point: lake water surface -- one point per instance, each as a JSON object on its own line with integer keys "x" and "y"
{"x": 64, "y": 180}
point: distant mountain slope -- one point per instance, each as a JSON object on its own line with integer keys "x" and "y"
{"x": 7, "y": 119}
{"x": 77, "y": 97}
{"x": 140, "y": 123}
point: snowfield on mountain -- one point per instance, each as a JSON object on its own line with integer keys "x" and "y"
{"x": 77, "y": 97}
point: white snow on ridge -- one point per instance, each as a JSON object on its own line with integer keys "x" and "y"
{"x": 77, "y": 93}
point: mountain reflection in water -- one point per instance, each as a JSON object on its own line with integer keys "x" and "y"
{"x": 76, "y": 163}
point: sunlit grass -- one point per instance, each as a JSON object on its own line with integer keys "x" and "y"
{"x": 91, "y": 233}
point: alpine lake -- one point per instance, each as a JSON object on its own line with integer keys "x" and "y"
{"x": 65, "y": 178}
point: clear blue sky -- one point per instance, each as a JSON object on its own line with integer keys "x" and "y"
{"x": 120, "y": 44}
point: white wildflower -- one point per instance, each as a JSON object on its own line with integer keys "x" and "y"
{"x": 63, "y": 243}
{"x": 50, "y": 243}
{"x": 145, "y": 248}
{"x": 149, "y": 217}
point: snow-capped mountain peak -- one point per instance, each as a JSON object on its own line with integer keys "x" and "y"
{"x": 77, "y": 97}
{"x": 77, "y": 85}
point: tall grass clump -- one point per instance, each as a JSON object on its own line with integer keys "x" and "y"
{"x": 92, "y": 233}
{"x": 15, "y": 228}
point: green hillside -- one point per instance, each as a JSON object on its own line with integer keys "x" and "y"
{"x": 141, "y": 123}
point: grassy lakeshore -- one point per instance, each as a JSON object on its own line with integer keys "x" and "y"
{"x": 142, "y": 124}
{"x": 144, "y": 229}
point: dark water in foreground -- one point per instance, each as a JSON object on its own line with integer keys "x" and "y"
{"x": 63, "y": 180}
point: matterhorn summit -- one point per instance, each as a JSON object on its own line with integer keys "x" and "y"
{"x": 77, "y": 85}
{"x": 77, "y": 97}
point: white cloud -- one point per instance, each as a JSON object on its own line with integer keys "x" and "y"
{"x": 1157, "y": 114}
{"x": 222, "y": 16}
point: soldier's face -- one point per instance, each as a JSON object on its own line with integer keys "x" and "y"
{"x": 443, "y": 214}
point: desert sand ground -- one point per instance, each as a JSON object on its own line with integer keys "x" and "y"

TASK TO COMPLETE:
Return the full data above, line for line.

REPLY:
point: lake water surface -- one point per instance, each as a JSON object on its own line with integer keys "x" and "y"
{"x": 64, "y": 180}
point: distant mountain slope -- one point per instance, each as a JSON object on its own line with integer keys "x" and "y"
{"x": 7, "y": 119}
{"x": 77, "y": 97}
{"x": 140, "y": 123}
point: snowfield on mountain -- one point per instance, each as a JSON object on its own line with integer keys "x" and "y"
{"x": 77, "y": 97}
point: white snow on ridge -- one point per instance, each as a JSON object on its own line with integer keys "x" and "y"
{"x": 77, "y": 93}
point: mountain reflection in water -- one point per instance, each as a JSON object on its own line with integer keys "x" and "y"
{"x": 76, "y": 163}
point: sunlit grass -- one point per instance, each as a JSON object on its own line with integer keys "x" and "y"
{"x": 91, "y": 233}
point: alpine lake -- one point per instance, each as a JSON object on its own line with integer keys "x" and "y"
{"x": 65, "y": 178}
point: clear blue sky -- one point per instance, each as a JSON object on its own line with integer keys "x" and "y"
{"x": 120, "y": 44}
point: white wildflower -- one point per instance, each as a JSON object on its own line with integer keys "x" and "y"
{"x": 63, "y": 243}
{"x": 50, "y": 243}
{"x": 145, "y": 248}
{"x": 149, "y": 217}
point: snow-capped mountain peak -- one point per instance, each as a JSON object on its own line with integer keys "x" and "y"
{"x": 77, "y": 97}
{"x": 77, "y": 85}
point: tall grass clump -- one point per instance, each as a JSON object on its own line with integer keys "x" and "y"
{"x": 92, "y": 233}
{"x": 15, "y": 228}
point: green hillside -- one point per instance, each as a JSON object on its own line with integer keys "x" and "y"
{"x": 141, "y": 123}
point: grassy lakeshore -- one point per instance, each as a JSON object on its own line with integer keys "x" and "y"
{"x": 142, "y": 124}
{"x": 144, "y": 229}
point: dark water in foreground -- one point per instance, each as a JSON object on its own line with integer keys "x" and "y"
{"x": 63, "y": 180}
point: matterhorn summit -- one point per instance, each as a JSON object on its own line with integer keys "x" and "y"
{"x": 77, "y": 85}
{"x": 77, "y": 97}
point: white cloud -- one point per instance, each as a JSON object on its own line with integer keys "x" and "y"
{"x": 1157, "y": 114}
{"x": 222, "y": 16}
point: soldier's face -- one point per instance, each as a JSON object on its own line with integer keys "x" and "y"
{"x": 443, "y": 214}
point: desert sand ground -- one point per instance, each as a JSON object on its own line with integer keys "x" and "y"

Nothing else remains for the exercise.